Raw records
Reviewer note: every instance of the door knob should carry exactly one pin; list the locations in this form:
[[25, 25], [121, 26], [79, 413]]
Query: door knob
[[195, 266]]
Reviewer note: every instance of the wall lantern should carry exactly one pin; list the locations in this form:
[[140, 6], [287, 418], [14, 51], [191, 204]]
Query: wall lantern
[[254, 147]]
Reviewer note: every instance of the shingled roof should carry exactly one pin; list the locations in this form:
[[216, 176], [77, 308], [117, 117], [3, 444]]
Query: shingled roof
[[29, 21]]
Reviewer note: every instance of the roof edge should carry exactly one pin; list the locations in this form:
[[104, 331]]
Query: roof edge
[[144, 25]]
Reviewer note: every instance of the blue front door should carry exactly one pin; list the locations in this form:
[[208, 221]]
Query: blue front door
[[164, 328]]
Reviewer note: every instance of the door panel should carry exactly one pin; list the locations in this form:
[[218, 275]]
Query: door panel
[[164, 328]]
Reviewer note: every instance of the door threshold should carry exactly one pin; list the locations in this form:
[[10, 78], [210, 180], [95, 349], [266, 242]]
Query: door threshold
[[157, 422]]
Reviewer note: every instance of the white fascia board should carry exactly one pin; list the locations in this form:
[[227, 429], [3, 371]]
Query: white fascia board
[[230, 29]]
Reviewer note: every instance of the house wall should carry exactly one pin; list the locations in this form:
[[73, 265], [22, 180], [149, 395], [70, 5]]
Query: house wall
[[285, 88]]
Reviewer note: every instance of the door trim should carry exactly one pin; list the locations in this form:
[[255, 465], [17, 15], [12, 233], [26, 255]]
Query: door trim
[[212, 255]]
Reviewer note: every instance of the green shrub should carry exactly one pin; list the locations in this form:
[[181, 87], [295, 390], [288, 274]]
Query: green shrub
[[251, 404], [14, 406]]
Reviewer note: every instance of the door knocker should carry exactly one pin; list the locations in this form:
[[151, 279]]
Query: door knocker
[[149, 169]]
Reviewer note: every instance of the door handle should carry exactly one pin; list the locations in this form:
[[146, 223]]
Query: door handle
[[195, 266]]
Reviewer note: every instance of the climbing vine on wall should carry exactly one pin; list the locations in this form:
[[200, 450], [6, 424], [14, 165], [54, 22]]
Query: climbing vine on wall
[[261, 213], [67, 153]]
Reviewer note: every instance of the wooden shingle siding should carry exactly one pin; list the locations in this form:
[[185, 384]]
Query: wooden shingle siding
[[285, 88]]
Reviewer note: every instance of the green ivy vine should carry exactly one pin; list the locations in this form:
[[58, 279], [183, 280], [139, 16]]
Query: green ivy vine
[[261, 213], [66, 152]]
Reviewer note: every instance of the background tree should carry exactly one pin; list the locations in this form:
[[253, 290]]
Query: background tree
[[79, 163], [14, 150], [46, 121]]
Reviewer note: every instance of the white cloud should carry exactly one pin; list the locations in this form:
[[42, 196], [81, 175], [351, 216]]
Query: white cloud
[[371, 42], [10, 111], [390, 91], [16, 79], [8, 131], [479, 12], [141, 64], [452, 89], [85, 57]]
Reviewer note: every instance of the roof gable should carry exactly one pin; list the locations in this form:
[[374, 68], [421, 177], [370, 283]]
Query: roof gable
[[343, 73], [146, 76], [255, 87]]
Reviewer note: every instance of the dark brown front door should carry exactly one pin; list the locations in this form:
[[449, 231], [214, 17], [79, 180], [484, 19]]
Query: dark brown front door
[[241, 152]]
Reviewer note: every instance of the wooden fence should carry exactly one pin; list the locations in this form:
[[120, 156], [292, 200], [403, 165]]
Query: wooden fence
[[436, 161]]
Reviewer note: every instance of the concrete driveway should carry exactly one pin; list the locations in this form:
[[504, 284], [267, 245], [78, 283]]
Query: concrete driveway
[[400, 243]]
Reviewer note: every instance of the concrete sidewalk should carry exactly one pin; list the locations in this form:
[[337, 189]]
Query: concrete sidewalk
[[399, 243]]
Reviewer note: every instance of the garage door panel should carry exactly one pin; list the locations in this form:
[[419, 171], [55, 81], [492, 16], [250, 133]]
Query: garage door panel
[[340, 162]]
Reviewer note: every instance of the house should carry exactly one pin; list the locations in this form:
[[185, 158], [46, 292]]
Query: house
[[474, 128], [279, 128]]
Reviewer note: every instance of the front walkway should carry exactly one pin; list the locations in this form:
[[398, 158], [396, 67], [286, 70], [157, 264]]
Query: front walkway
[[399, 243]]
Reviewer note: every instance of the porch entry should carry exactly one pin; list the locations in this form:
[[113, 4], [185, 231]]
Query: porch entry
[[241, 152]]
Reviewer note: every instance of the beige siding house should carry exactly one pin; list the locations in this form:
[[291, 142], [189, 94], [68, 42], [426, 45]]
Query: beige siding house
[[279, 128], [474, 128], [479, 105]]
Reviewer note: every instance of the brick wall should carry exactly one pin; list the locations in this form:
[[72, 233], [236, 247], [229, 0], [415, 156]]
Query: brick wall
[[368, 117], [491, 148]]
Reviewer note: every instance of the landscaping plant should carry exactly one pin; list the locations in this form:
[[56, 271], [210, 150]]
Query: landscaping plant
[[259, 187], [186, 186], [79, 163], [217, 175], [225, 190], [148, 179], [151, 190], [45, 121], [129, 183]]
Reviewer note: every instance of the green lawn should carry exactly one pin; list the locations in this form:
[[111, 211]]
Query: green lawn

— Aim of the exercise —
Reproduce all of the records above word for word, keeping every line in its original order.

— Expected answer —
Reviewer note: every instance of the door knob should carry exactly one pin; list the locations in this form:
[[25, 25], [121, 26], [79, 413]]
Query: door knob
[[195, 266]]
Reviewer note: every instance of the wall lantern should carry exactly one pin; list the locations in this form:
[[140, 6], [287, 418], [14, 51], [191, 204]]
Query: wall lantern
[[254, 147]]
Reviewer note: every instance of the shingled roof should carry exactly one pin; list the locations in this form:
[[216, 176], [77, 308], [117, 117], [3, 444]]
Query: shingled roof
[[29, 21]]
Reviewer note: every instance of the roof edge should carry exactly one pin; list the locations in this form:
[[104, 331]]
Query: roof edge
[[144, 25]]
Reviewer note: every instance of the blue front door should carry exactly one pin; list the locations in this form:
[[208, 221]]
Query: blue front door
[[164, 328]]
Reviewer note: every instance of the door panel should carry exactly one pin; list the locations in this form:
[[218, 275]]
Query: door panel
[[164, 328]]
Reviewer note: every instance of the door threshold should carry exactly one pin; list the locations in this form:
[[10, 78], [210, 180], [95, 349], [266, 242]]
Query: door threshold
[[157, 422]]
Reviewer note: every instance of the white fascia board should carry exactly one pin; list the locations in this form:
[[227, 429], [3, 371]]
Query: white fascia board
[[230, 29]]
Reviewer note: every instance of the house wall should carry exactly one pin; list the locations in this form:
[[73, 265], [22, 180], [149, 395], [70, 5]]
Query: house wall
[[285, 88]]
Reviewer note: every instance of the door trim should carry exactly one pin; list the locations in this form:
[[255, 465], [17, 15], [12, 233], [26, 255]]
Query: door trim
[[212, 255]]
Reviewer note: every instance of the green shrub should carry exactly one pin; list the locations in this form:
[[181, 87], [295, 390], [288, 274]]
Query: green shrub
[[251, 404], [14, 406]]
Reviewer note: every instance of the door knocker should carry exactly one pin; list the locations in this form:
[[151, 279]]
Query: door knocker
[[149, 169]]
Reviewer note: every instance of the door handle should carry exactly one pin; list the locations in this form:
[[146, 223]]
Query: door handle
[[195, 266]]
Reviewer note: every instance of the climbing vine on wall should carry exactly one pin; list the locations in this form:
[[200, 450], [6, 424], [14, 165], [54, 22]]
Query: climbing vine on wall
[[261, 213], [67, 153]]
Reviewer note: every instance of the wooden shingle siding should carry exactly one pin; list the locations in this form:
[[185, 384]]
Query: wooden shingle siding
[[285, 88]]
Reviewer note: every instance of the green ivy vine should carry exactly one pin; list the locations in this form:
[[58, 279], [183, 280], [139, 16]]
Query: green ivy vine
[[261, 213], [66, 152]]
Reviewer note: every instance of the background tree should carry exactly one pin; list the locations in this form:
[[253, 290]]
Query: background tree
[[79, 163], [14, 150], [46, 121]]
Reviewer note: every instance of the white cloud should carry exactly one pin; list the locations in this form:
[[42, 196], [81, 175], [351, 216]]
Query: white cloud
[[371, 42], [10, 111], [390, 91], [16, 79], [8, 131], [479, 12], [141, 64], [452, 89], [85, 57]]
Reviewer note: every instance of the roof gable should carry exactly one pin; list the locations in this form:
[[374, 68], [421, 177], [370, 283]]
Query: roof gable
[[343, 73], [146, 76], [255, 87]]
Reviewer note: every instance of the dark brown front door should carry exactly one pin; list the locations in this form:
[[449, 231], [214, 17], [79, 180], [484, 19]]
Query: dark brown front door
[[241, 152]]
Reviewer note: every instance of the wooden fence should carry exactly one pin; list the locations in this form:
[[120, 156], [292, 200], [403, 165]]
Query: wooden fence
[[436, 161]]
Reviewer note: every instance of the concrete driveway should carry exactly one pin; list the locations in this form:
[[504, 284], [267, 245], [78, 283]]
Query: concrete driveway
[[400, 243]]
Reviewer note: every instance of the concrete sidewalk should carry exactly one pin; list the locations in this form:
[[337, 189]]
Query: concrete sidewalk
[[399, 243]]
Reviewer note: every instance of the garage door panel should carry exactly one pin; list the locations in this form:
[[419, 171], [55, 81], [492, 16], [250, 133]]
Query: garage door panel
[[340, 162]]
Reviewer note: every instance of the house should carry exactly one pin; list the locations in this form:
[[185, 158], [46, 292]]
Query: house
[[474, 128], [279, 128]]
Reviewer note: every instance of the front walkway should carry exactly one pin; list the locations in this form:
[[398, 158], [396, 67], [286, 70], [157, 264]]
Query: front walkway
[[399, 243]]
Reviewer note: every instance of the porch entry should carry exactly one pin; list the locations in this form:
[[113, 4], [185, 231]]
Query: porch entry
[[241, 152]]
Reviewer note: every instance of the beige siding house should carry exactly one pin; list the locations in this form:
[[291, 142], [189, 94], [68, 42], [426, 45]]
Query: beige siding house
[[279, 128], [474, 128], [479, 105]]
Reviewer note: every instance of the brick wall should carry exactly one pin; list the locations in this form:
[[72, 233], [236, 247], [229, 0], [415, 156]]
Query: brick wall
[[368, 117], [491, 148]]
Reviewer note: every instance of the landscaping plant should carry exactly one pin; list the locations in this form:
[[56, 271], [210, 150]]
Query: landscaping plant
[[259, 187], [186, 186], [79, 163], [217, 175], [225, 190], [148, 179], [151, 190], [45, 121], [129, 183]]
Reviewer note: every instance of the green lawn should carry exactly one pin; list the locations in this form:
[[111, 211]]
Query: green lawn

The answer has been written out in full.